## BEGIN Dataset entries

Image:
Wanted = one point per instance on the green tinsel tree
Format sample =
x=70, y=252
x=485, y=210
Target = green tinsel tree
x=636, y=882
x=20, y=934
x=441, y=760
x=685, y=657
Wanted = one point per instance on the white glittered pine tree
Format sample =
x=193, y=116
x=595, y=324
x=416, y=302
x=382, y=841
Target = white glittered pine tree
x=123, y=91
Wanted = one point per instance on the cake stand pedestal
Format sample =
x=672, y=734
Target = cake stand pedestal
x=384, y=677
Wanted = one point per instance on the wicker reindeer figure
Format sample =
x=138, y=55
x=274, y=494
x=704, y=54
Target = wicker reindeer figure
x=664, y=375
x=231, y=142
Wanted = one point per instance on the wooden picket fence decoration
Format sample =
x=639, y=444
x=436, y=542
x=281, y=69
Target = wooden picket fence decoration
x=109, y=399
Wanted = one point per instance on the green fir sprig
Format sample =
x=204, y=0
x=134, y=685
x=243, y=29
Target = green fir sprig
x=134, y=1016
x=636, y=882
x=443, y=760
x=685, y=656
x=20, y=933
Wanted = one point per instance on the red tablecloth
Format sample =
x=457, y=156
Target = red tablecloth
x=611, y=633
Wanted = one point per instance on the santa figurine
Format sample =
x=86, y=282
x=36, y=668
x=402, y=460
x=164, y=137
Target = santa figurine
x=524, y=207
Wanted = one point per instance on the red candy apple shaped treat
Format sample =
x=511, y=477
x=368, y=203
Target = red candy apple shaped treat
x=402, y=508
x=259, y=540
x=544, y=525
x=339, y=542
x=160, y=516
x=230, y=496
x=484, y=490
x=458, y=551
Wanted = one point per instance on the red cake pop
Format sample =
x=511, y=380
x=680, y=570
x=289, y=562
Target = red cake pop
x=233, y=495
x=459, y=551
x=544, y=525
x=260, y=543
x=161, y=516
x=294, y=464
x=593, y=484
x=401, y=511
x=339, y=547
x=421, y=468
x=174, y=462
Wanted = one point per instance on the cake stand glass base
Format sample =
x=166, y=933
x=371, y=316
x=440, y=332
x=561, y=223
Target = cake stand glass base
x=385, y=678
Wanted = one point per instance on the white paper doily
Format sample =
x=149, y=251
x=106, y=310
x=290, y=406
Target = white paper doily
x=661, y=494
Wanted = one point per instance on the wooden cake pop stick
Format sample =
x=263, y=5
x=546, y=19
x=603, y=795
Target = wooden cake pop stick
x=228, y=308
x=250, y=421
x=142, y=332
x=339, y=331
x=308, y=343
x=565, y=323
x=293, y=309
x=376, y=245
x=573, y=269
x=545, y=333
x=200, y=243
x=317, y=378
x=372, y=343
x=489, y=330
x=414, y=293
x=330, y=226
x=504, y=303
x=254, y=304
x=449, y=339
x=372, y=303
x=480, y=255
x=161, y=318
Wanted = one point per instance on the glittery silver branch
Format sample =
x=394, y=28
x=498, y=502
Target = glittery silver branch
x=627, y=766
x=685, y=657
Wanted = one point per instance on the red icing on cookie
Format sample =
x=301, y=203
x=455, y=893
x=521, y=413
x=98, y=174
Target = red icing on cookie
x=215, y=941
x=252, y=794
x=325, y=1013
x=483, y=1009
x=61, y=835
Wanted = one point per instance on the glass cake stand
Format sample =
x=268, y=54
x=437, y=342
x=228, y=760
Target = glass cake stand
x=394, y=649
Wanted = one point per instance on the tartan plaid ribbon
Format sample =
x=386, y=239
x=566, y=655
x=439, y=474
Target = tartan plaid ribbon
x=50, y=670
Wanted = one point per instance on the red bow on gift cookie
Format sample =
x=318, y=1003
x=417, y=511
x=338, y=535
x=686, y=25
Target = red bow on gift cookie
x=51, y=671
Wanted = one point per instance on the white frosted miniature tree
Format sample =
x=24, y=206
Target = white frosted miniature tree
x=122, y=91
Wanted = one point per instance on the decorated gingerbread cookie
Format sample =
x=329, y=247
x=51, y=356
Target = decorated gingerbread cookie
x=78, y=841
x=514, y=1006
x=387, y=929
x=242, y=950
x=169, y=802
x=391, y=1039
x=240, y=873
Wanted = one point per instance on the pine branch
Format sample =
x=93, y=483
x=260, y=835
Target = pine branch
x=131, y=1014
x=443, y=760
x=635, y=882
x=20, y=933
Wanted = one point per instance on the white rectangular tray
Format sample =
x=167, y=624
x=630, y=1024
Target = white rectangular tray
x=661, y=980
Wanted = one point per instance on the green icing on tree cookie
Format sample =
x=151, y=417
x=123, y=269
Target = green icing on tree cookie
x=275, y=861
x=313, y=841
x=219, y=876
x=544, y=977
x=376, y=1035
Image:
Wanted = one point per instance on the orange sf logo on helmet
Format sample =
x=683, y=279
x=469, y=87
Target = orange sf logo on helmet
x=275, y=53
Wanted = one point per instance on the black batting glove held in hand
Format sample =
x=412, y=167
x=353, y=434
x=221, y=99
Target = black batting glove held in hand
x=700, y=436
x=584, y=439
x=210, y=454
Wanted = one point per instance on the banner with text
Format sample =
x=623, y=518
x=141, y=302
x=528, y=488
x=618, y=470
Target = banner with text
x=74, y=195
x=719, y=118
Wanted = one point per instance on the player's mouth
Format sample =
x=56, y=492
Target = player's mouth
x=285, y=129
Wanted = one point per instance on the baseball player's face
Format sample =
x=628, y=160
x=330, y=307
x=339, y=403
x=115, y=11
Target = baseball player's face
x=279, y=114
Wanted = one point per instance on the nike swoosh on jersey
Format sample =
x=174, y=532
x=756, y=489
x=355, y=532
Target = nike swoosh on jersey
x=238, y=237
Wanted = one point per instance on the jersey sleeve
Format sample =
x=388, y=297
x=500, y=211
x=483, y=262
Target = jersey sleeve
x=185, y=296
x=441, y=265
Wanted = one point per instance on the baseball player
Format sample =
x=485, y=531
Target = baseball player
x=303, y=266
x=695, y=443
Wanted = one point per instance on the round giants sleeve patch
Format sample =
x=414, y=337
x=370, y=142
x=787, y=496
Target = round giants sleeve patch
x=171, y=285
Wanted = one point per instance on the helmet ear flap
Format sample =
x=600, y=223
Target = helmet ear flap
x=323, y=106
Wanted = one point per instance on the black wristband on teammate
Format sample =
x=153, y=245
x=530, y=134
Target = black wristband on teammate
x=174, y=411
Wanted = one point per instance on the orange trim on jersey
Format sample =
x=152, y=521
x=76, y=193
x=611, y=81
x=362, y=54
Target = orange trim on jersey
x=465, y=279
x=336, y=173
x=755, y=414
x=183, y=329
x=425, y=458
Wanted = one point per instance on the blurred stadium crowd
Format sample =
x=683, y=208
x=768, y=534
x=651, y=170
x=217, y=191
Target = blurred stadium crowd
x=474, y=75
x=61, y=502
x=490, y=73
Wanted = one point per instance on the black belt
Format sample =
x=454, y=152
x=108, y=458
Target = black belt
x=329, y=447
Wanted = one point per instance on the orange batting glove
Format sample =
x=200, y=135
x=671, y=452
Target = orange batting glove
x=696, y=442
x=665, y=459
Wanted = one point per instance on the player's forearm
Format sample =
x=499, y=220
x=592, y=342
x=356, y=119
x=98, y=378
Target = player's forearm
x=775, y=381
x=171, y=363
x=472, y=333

## END Dataset entries

Problem — Duplicate every one of the entries above, reproducing each line without any change.

Response —
Image:
Wanted = one point per instance on the green tinsel tree
Format sample =
x=70, y=252
x=485, y=210
Target = green tinsel tree
x=636, y=882
x=20, y=934
x=441, y=760
x=685, y=657
Wanted = one point per instance on the white glittered pine tree
Format sample =
x=193, y=116
x=595, y=324
x=416, y=302
x=382, y=841
Target = white glittered pine tree
x=123, y=91
Wanted = one point per instance on the cake stand pedestal
Format sample =
x=672, y=734
Target = cake stand pedestal
x=384, y=677
Wanted = one point per instance on the wicker reindeer figure
Format sample =
x=138, y=55
x=274, y=494
x=704, y=54
Target = wicker reindeer figure
x=664, y=375
x=231, y=142
Wanted = one point per instance on the wooden picket fence decoration
Format sample =
x=639, y=444
x=436, y=542
x=281, y=69
Target = wooden picket fence decoration
x=109, y=399
Wanted = one point per instance on the green fir sprig
Format sample =
x=204, y=0
x=134, y=685
x=243, y=29
Target = green fir sprig
x=134, y=1016
x=636, y=882
x=443, y=760
x=685, y=656
x=20, y=933
Wanted = one point per instance on the red tablecloth
Format sample =
x=457, y=156
Target = red tablecloth
x=611, y=633
Wanted = one point per instance on the santa figurine
Format sample =
x=86, y=282
x=36, y=668
x=402, y=460
x=164, y=137
Target = santa figurine
x=524, y=207
Wanted = one point per instance on the red candy apple shaped treat
Format sample =
x=511, y=477
x=368, y=203
Target = red candy apple shaped treat
x=402, y=508
x=259, y=540
x=544, y=525
x=339, y=542
x=160, y=516
x=230, y=496
x=484, y=490
x=458, y=551
Wanted = one point per instance on the red cake pop
Format sample =
x=511, y=380
x=680, y=570
x=289, y=562
Target = red cake pop
x=233, y=495
x=459, y=551
x=544, y=525
x=260, y=543
x=161, y=516
x=294, y=464
x=593, y=484
x=401, y=511
x=339, y=547
x=421, y=468
x=174, y=462
Wanted = one point per instance on the cake stand glass base
Format sample =
x=166, y=933
x=371, y=316
x=440, y=332
x=561, y=223
Target = cake stand glass base
x=385, y=678
Wanted = one point per instance on the white paper doily
Format sample =
x=149, y=251
x=106, y=310
x=290, y=406
Target = white paper doily
x=661, y=494
Wanted = one point per instance on the wooden cake pop stick
Format sample =
x=263, y=5
x=546, y=19
x=603, y=795
Target = wooden cake pop stick
x=228, y=308
x=250, y=421
x=142, y=332
x=339, y=331
x=308, y=343
x=565, y=323
x=293, y=309
x=376, y=245
x=573, y=269
x=545, y=333
x=200, y=243
x=317, y=378
x=372, y=343
x=489, y=330
x=414, y=293
x=330, y=226
x=504, y=303
x=254, y=304
x=449, y=339
x=372, y=303
x=480, y=255
x=161, y=318
Wanted = one point per instance on the glittery silver branch
Format sample =
x=394, y=28
x=498, y=502
Target = glittery silver branch
x=627, y=766
x=685, y=657
Wanted = one point per instance on the red icing on cookie
Format sample =
x=301, y=203
x=455, y=893
x=521, y=413
x=98, y=174
Target = red icing on cookie
x=215, y=941
x=252, y=794
x=325, y=1013
x=483, y=1009
x=61, y=835
Wanted = one point per instance on the glass cake stand
Format sample =
x=268, y=54
x=437, y=342
x=228, y=760
Target = glass cake stand
x=394, y=649
Wanted = one point per instance on the tartan plaid ribbon
Format sample =
x=386, y=239
x=566, y=655
x=439, y=474
Target = tartan plaid ribbon
x=50, y=670
Wanted = one point per instance on the red bow on gift cookie
Format sample =
x=318, y=1003
x=417, y=511
x=338, y=535
x=686, y=25
Target = red bow on gift cookie
x=51, y=671
Wanted = one point per instance on the white frosted miniature tree
Format sample =
x=24, y=206
Target = white frosted miniature tree
x=122, y=91
Wanted = one point per instance on the decorated gingerbread cookie
Format sample =
x=329, y=247
x=51, y=356
Target = decorated gingerbread cookie
x=78, y=841
x=514, y=1006
x=387, y=929
x=242, y=950
x=169, y=802
x=391, y=1039
x=240, y=873
Wanted = one point per instance on the pine branch
Format sample =
x=93, y=483
x=260, y=835
Target = pine branch
x=131, y=1014
x=443, y=760
x=635, y=882
x=20, y=933
Wanted = one point per instance on the white rectangular tray
Format sample =
x=167, y=624
x=630, y=1024
Target = white rectangular tray
x=661, y=980
Wanted = one point per instance on the green icing on tree cookie
Format sample =
x=151, y=417
x=123, y=269
Target = green icing on tree cookie
x=275, y=861
x=313, y=841
x=219, y=876
x=544, y=977
x=376, y=1035
Image:
Wanted = one point per instance on the orange sf logo on helmet
Format sample =
x=683, y=279
x=469, y=87
Target = orange sf logo on helmet
x=275, y=53
Wanted = one point per instance on the black batting glove held in hand
Format sample =
x=412, y=167
x=353, y=434
x=221, y=99
Target = black batting glove held in hand
x=700, y=436
x=584, y=439
x=210, y=454
Wanted = one point per instance on the banner with text
Format sample =
x=623, y=518
x=141, y=302
x=528, y=488
x=618, y=470
Target = banner with text
x=74, y=195
x=719, y=118
Wanted = one point per instance on the player's mouth
Format sample =
x=56, y=492
Target = player's mouth
x=285, y=129
Wanted = one point per instance on the baseball player's face
Format sample =
x=628, y=160
x=330, y=307
x=339, y=403
x=115, y=11
Target = baseball player's face
x=279, y=114
Wanted = one point per instance on the nike swoosh on jersey
Format sample =
x=174, y=532
x=756, y=489
x=355, y=532
Target = nike swoosh on jersey
x=238, y=237
Wanted = one point per instance on the jersey sleeve
Format sample =
x=388, y=297
x=500, y=211
x=483, y=262
Target = jersey sleeve
x=185, y=296
x=441, y=265
Wanted = one point per instance on the baseball player
Format sample =
x=485, y=531
Target = baseball player
x=303, y=266
x=695, y=443
Wanted = one point per instance on the round giants sleeve patch
Format sample =
x=414, y=337
x=370, y=142
x=787, y=496
Target = round giants sleeve patch
x=171, y=285
Wanted = one point per instance on the helmet ear flap
Format sample =
x=600, y=223
Target = helmet ear flap
x=323, y=106
Wanted = one point per instance on the black wristband on teammate
Format sample =
x=153, y=245
x=530, y=134
Target = black wristband on teammate
x=174, y=411
Wanted = one point per instance on the orange trim on jersey
Format sample =
x=152, y=521
x=76, y=193
x=611, y=81
x=362, y=54
Target = orange trim on jersey
x=465, y=279
x=336, y=173
x=755, y=414
x=183, y=329
x=425, y=458
Wanted = one point per instance on the blurred stadium crowd
Format sample =
x=683, y=208
x=768, y=534
x=651, y=170
x=217, y=191
Target = blurred stadium crowd
x=474, y=75
x=61, y=502
x=490, y=73
Wanted = one point per instance on the black belt
Format sample =
x=454, y=152
x=108, y=458
Target = black belt
x=329, y=447
Wanted = one point per instance on the orange batting glove
Format sample =
x=200, y=135
x=671, y=452
Target = orange batting glove
x=696, y=442
x=665, y=459
Wanted = one point per instance on the player's forearm
Format sample =
x=499, y=220
x=592, y=342
x=356, y=119
x=98, y=378
Target = player's forearm
x=775, y=381
x=171, y=363
x=472, y=333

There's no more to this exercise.